Die Bürger im niederbayrischen Ergoldsbach zeigen sich tief bewegt nach dem Mord an Dominik Brunner. Er hatte vier Kinder vor einem Überfall schützen wollen und wurde von den zwei Jugendlichen zu Tode geprügelt.

Es sind der Mut und die Zivilcourage des von Schlägern in der Münchner S-Bahn zu Tode geprügelten Dominik Brunner, die die Bürger in dessen niederbayerischem Heimatort Ergoldsbach tief berühren. Er sei immer noch "innerlich aufgewühlt", sagt Bürgermeister Ludwig Robold (FW) am Montag nach der brutalen Tat. Er kann es nicht fassen, dass "ein so ruhiger, besonnener, offener und lebensbejahender Mann" so grausam getötet wurde. Hilflos fühle er sich angesichts solcher Gewalt, sagt der Gemeindechef.

Der 50 Jahre alte Geschäftsmann Brunner war am Samstag von zwei jungen Männern mit Tritten und Faustschlägen am S-Bahnhof Solln zu Tode geprügelt worden - weil er sich schützend vor vier Kinder gestellt hatte, die von den beiden erpresst und bedroht wurden.

○ ○ ○ ○ ○ ○ ○

#### AUFGABE:
Nimm den Text über die Bestürzung in Ergoldsbach nach dem Tod Dominik Brunners nach seinem letzten Satz wieder auf und schreibe ihn weiter.

[Gespeicherte Dateneinträge]
○ ○ ○ ○ ○ ○ ○

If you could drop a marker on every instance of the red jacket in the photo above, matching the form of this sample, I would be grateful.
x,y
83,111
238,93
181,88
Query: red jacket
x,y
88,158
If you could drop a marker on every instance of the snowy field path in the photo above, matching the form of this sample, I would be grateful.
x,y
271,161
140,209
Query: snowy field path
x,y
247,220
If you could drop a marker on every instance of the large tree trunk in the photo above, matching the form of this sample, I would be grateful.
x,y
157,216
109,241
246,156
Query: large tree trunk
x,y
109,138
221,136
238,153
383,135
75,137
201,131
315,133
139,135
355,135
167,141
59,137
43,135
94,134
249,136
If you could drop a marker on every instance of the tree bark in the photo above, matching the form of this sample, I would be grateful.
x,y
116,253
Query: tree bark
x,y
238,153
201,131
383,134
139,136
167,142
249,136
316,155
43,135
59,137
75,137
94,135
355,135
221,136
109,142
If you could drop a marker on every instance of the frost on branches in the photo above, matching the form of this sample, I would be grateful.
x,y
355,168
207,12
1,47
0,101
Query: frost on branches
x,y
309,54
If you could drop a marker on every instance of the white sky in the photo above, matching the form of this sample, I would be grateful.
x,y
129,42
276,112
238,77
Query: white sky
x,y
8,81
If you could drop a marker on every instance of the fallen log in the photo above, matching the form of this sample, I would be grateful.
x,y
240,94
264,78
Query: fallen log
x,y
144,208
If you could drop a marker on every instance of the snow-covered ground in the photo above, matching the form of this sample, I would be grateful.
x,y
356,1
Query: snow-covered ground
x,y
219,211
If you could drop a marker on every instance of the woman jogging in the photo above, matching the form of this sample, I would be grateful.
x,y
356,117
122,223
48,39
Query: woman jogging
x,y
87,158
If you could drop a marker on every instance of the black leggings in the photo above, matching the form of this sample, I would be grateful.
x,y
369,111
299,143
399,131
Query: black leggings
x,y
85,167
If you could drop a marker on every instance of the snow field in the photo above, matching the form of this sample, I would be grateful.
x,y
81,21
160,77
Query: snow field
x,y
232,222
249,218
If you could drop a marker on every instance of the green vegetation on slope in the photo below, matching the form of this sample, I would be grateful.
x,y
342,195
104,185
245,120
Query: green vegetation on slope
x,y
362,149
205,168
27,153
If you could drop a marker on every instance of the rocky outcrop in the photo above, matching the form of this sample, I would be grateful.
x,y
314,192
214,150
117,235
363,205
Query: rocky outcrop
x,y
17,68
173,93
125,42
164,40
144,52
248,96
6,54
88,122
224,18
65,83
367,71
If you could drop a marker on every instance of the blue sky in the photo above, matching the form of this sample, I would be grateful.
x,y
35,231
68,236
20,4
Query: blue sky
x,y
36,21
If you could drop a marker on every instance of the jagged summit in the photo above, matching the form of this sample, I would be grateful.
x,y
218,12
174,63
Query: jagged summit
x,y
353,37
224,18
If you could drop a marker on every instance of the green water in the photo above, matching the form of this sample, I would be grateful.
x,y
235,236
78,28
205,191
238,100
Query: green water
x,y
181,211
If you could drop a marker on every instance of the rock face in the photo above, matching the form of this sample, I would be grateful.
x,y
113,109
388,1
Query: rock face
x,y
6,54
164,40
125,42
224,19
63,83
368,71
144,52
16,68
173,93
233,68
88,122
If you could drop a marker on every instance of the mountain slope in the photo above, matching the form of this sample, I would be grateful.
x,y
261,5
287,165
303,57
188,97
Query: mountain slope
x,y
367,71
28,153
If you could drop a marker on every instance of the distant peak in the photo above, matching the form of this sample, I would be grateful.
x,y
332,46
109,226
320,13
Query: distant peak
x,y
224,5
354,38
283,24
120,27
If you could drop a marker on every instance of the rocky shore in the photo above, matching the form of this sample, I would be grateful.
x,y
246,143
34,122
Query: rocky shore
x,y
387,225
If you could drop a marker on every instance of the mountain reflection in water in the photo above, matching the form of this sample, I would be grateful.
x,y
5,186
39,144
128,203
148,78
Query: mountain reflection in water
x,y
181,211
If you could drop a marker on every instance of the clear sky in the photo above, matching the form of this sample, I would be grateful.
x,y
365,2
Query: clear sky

○ ○ ○ ○ ○ ○ ○

#### MUSTERLÖSUNG:
Auch in der Ergoldsbacher Bäckerei Preisser ist die Tat an diesem Montag Thema Nummer eins. "Jeder hier im Dorf ist entsetzt", sagt eine Verkäuferin. Ein "totaler Schock" sei das, pflichtet ihr eine Kundin bei. Sie habe selbst Enkel und findet es bewundernswert, dass sich Brunner so für die Kinder eingesetzt habe, sagt sie. Unfassbar sei es aber, dass es so aggressive Menschen gebe.

Unterdessen gaben Polizei und Staatsanwaltschaft weitere Details der brutalen Tat bekannt. Die Obduktion der Leiche ergab, dass Brunner mit 22 Fußtritten und Faustschlägen auf Kopf und Oberkörper malträtiert wurde. Die konkrete Todesursache ist allerdings noch unklar.

Der 50-Jährige, der Vorstand des Dachziegelunternehmens Erlus AG mit rund 600 Mitarbeitern war, hatte auf dem S-Bahnhof Solln vier Kinder im Alter zwischen 13 und 15 Jahren beschützen wollen. Diese waren zuvor in der Bahn von zunächst drei, später nur noch zwei Männern bedroht und attackiert worden. Bereits in der Bahn hatte Brunner per Handy die Polizei verständigt und angekündigt, er werde mit den Kindern in Solln den Zug verlassen. Auf dem Bahnhof wurde er schließlich von den Gewalttätern geschlagen und getreten. Wenig später erlag er im Krankenhaus seinen Verletzungen.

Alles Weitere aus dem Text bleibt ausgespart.